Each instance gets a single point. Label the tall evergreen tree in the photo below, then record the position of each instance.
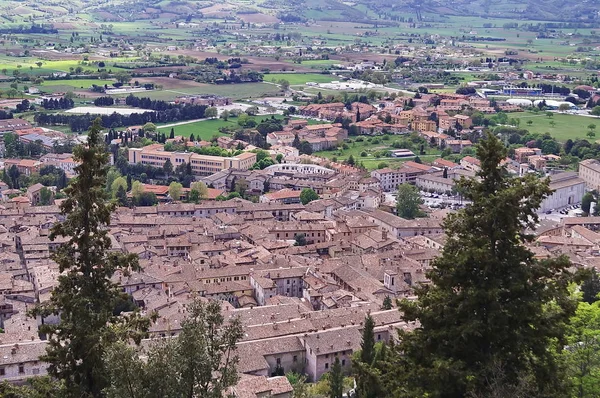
(200, 362)
(336, 380)
(491, 308)
(85, 295)
(367, 345)
(367, 376)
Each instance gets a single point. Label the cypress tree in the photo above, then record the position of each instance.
(493, 314)
(367, 344)
(85, 295)
(336, 380)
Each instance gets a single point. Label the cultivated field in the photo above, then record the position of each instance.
(98, 110)
(560, 126)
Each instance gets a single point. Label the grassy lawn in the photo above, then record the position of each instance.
(74, 83)
(373, 150)
(206, 129)
(203, 130)
(300, 78)
(233, 91)
(565, 126)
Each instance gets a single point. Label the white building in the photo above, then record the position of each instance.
(568, 189)
(21, 361)
(589, 171)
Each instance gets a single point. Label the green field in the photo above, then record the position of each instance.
(206, 129)
(233, 91)
(299, 78)
(74, 83)
(370, 146)
(565, 126)
(203, 130)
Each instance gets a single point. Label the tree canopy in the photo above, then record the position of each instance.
(85, 295)
(491, 307)
(408, 201)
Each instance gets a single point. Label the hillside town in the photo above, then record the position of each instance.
(302, 275)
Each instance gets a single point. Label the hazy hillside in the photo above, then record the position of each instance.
(522, 9)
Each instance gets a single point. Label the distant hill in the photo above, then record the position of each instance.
(553, 10)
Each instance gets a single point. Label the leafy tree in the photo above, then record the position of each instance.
(121, 196)
(296, 142)
(582, 353)
(564, 107)
(336, 380)
(198, 191)
(285, 85)
(591, 287)
(137, 188)
(13, 175)
(490, 301)
(175, 190)
(211, 113)
(362, 362)
(408, 201)
(35, 387)
(200, 362)
(241, 186)
(120, 182)
(145, 199)
(85, 295)
(300, 240)
(46, 196)
(149, 127)
(112, 175)
(123, 77)
(168, 167)
(367, 344)
(308, 195)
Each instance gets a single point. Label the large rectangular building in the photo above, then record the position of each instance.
(156, 156)
(589, 171)
(567, 189)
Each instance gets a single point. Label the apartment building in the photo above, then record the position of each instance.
(589, 171)
(156, 156)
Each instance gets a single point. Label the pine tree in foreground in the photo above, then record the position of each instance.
(85, 297)
(492, 312)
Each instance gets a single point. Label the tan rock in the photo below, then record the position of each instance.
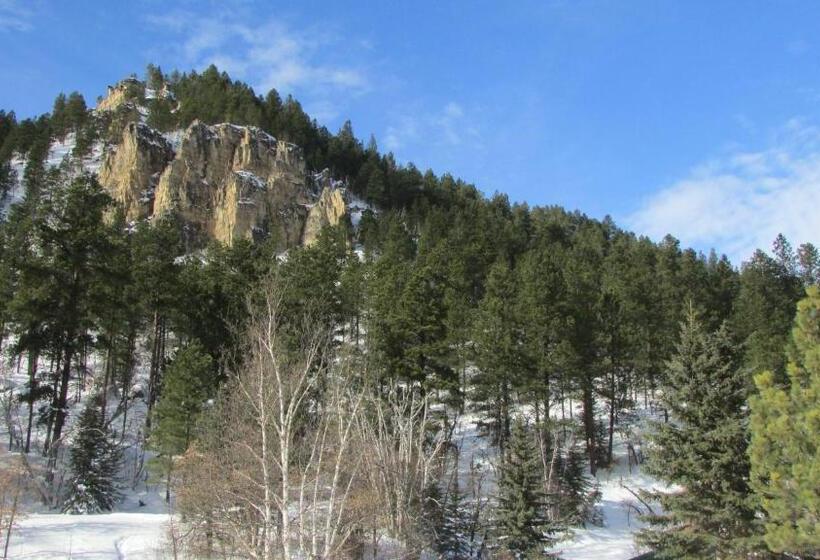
(229, 182)
(329, 210)
(130, 170)
(125, 91)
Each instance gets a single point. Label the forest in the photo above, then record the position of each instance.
(309, 404)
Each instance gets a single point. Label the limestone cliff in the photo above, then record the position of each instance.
(229, 182)
(129, 90)
(225, 182)
(330, 209)
(131, 169)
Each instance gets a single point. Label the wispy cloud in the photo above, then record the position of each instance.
(267, 54)
(449, 126)
(15, 16)
(740, 202)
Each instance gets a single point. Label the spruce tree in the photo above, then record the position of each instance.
(785, 455)
(95, 461)
(703, 450)
(520, 523)
(185, 388)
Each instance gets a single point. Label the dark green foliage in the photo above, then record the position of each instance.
(446, 519)
(763, 314)
(784, 451)
(188, 381)
(95, 461)
(499, 351)
(520, 524)
(703, 450)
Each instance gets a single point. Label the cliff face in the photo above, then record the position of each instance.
(330, 209)
(229, 182)
(225, 182)
(131, 169)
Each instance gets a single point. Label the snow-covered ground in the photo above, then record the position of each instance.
(619, 507)
(136, 529)
(120, 535)
(614, 540)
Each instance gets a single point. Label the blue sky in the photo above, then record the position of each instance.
(699, 118)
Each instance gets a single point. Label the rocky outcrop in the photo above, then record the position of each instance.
(129, 90)
(131, 169)
(229, 182)
(330, 209)
(225, 182)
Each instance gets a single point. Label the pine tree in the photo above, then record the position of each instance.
(785, 423)
(703, 450)
(187, 383)
(95, 461)
(577, 492)
(500, 354)
(520, 519)
(451, 533)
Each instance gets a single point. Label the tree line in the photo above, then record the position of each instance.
(357, 356)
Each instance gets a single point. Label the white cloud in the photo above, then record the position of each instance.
(267, 54)
(741, 201)
(14, 16)
(450, 126)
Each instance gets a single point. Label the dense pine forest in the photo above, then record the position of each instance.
(311, 401)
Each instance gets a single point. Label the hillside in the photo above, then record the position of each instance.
(261, 339)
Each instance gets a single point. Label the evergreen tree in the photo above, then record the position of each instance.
(703, 449)
(95, 461)
(499, 351)
(808, 259)
(784, 451)
(520, 523)
(187, 383)
(764, 311)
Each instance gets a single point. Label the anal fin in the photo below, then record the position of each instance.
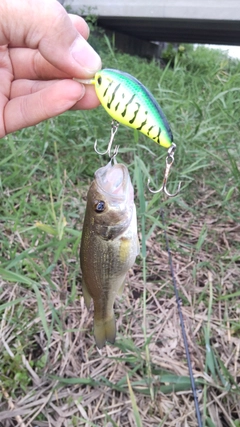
(104, 330)
(87, 297)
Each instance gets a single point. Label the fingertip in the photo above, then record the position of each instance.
(81, 25)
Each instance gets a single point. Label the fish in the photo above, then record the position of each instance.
(109, 245)
(129, 102)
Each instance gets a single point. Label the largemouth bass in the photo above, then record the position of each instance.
(109, 245)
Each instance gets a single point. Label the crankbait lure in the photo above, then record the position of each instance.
(129, 102)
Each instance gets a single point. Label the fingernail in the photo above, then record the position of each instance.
(86, 56)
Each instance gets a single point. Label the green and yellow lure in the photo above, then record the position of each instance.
(129, 102)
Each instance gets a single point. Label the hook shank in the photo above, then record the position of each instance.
(169, 162)
(114, 129)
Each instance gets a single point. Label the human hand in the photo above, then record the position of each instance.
(41, 49)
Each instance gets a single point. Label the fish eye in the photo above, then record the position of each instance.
(99, 206)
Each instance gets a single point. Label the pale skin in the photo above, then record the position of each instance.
(41, 49)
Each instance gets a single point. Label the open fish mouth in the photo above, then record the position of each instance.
(114, 180)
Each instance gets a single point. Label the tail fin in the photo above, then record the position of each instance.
++++++++++++++++++++
Exercise directions — Retype every one of the records above word for word, leaving out the pictures.

Result of this exercise —
Each instance gets a single point. Label the tall evergreen tree in the photo below, then record the position of each instance.
(200, 362)
(336, 380)
(491, 308)
(85, 295)
(367, 345)
(367, 376)
Each instance gets a single point. Label the cypress tree in the photo above, then record the position of each instance.
(493, 314)
(367, 344)
(85, 295)
(336, 380)
Each instance gets a single point. Label the cultivated field in the photo above, then record the position of each instance.
(98, 110)
(560, 126)
Each instance gets a single point. Label the grassy lawn in the photo above, then record the position of each instance.
(74, 83)
(373, 150)
(206, 129)
(203, 130)
(300, 78)
(233, 91)
(565, 126)
Each instance gets a single point. Label the white building in the photo above, then record the position of each instance.
(568, 189)
(21, 361)
(589, 171)
Each instance gets a single point. Label the green field in the photo above, then record the position of each instance.
(206, 129)
(233, 91)
(299, 78)
(74, 83)
(370, 146)
(565, 126)
(203, 130)
Each instance gets a single point. Label the tree canopy in the photo above, then record the position of each instance.
(85, 295)
(491, 307)
(408, 201)
Each instance gets a single point. Label the hillside town in the photo above, then record the position of each instance.
(302, 275)
Each instance gets a single point. Label the hazy hillside in the photo above, then record the position of each instance.
(522, 9)
Each instance gets a single point. Label the distant hill in the photo above, then record the position of each instance.
(553, 10)
Each instance gets a single point. Label the leafy tree in the photo above, then record the position of each instance.
(121, 196)
(296, 142)
(582, 353)
(564, 107)
(336, 380)
(198, 191)
(285, 85)
(591, 287)
(137, 188)
(13, 175)
(490, 301)
(175, 190)
(211, 113)
(362, 362)
(408, 201)
(35, 387)
(200, 362)
(241, 186)
(120, 182)
(145, 199)
(85, 295)
(300, 240)
(46, 196)
(149, 127)
(112, 175)
(123, 77)
(168, 167)
(367, 344)
(308, 195)
Each instance gets a single point. Label the large rectangular building in the photo above, then record the position of each instance.
(156, 156)
(589, 171)
(567, 189)
Each instance gets a single point. Label the apartment building in the photo above, then record the position of each instance.
(589, 171)
(156, 156)
Each instance gets a single point. Label the pine tree in foreground in the photo above, then record the position of each instance.
(85, 297)
(492, 312)
Each instance gets a single point. Label the tan rock in the photo below, then record the position of each instance.
(229, 182)
(329, 210)
(130, 170)
(125, 91)
Each instance gets a single point. Label the forest in the photo above, then record the position of each instance.
(309, 404)
Each instance gets a single point. Label the limestone cliff in the photo above, then record the position of each instance.
(229, 182)
(129, 90)
(225, 182)
(330, 209)
(131, 169)
Each instance gets a single point. Label the wispy cloud in the photo above, then record the position of each instance.
(267, 54)
(449, 126)
(15, 16)
(740, 202)
Each instance gets a single point. Label the spruce tree in the photo above, then record the position of each instance.
(785, 455)
(95, 461)
(703, 450)
(520, 523)
(185, 388)
Each instance gets a single point. Label the dark green foliage in the photo above, then record the position of each instance.
(446, 519)
(763, 314)
(784, 451)
(188, 381)
(95, 461)
(499, 351)
(520, 524)
(703, 450)
Each instance gets a single point. Label the cliff face in the photo above, then record the position of each instance.
(330, 209)
(229, 182)
(225, 182)
(131, 169)
Each instance gets a single point. Label the snow-covered ground in the photo above, then record the position of each instance.
(619, 507)
(136, 529)
(120, 535)
(614, 540)
Each instance gets a single point. Label the blue sky in the photo above, then record the position of each instance.
(699, 118)
Each instance gets a single point. Label the rocky outcrop in the photo above, then record the position of each instance.
(129, 90)
(131, 169)
(229, 182)
(330, 209)
(225, 182)
Each instance gets a single point. Label the pine tree in the photo above, then record the position of each instance.
(785, 423)
(703, 450)
(187, 383)
(95, 461)
(577, 492)
(500, 354)
(520, 519)
(451, 533)
Each instance gets a single point. Label the tree line in the photo above, then record the position of each instance.
(357, 356)
Each instance gets a single point. Label the white cloud in the photo above, then record the position of each instance.
(267, 54)
(741, 201)
(14, 16)
(450, 126)
Each instance gets a single point. Label the dense pine forest in the photo above, then record the position of each instance.
(311, 401)
Each instance gets a single point. Label the hillside in the photo above, then record the position of each instance.
(261, 339)
Each instance gets a single point. Label the evergreen tree in the photo above, then record the position of each instance.
(703, 449)
(95, 461)
(499, 351)
(808, 259)
(784, 451)
(520, 523)
(187, 383)
(764, 311)
Each instance gets a single point. Label the anal fin in the photo below, then record the position of each instance.
(104, 330)
(87, 297)
Each instance gets a single point. Label the fingertip in the photo above, then record the position of each instance.
(81, 25)
Each instance gets a single point. Label the fish in the photo above, then record the position of each instance.
(109, 245)
(129, 102)
Each instance gets a single point. Label the largemouth bass in the photo above, then record the position of each instance.
(109, 245)
Each instance gets a single point. Label the crankbait lure in the photo above, then record the position of each instance.
(129, 102)
Each instance gets a single point. Label the fingernail in the photo above, then record the position of each instance.
(86, 56)
Each instance gets a single point. Label the green and yellow lure in the photo above, then record the position of each instance.
(129, 102)
Each instance gets a single point. Label the hook shank in the photo above, then record the position of each instance.
(169, 162)
(114, 129)
Each instance gets a single point. Label the human hand in the photo above, then record the position of each instance.
(41, 49)
Each instance gets a single point. Label the fish eye in the photo above, then record the position of each instance.
(99, 206)
Each instance gets a single point. Label the pale skin in the photo above, then record the position of each instance.
(41, 49)
Each instance gets a single point. Label the open fish mouth in the photo above, then record the position of each instance.
(114, 180)
Each instance gets a single point. Label the tail fin in the photo above, then record the position of each instance.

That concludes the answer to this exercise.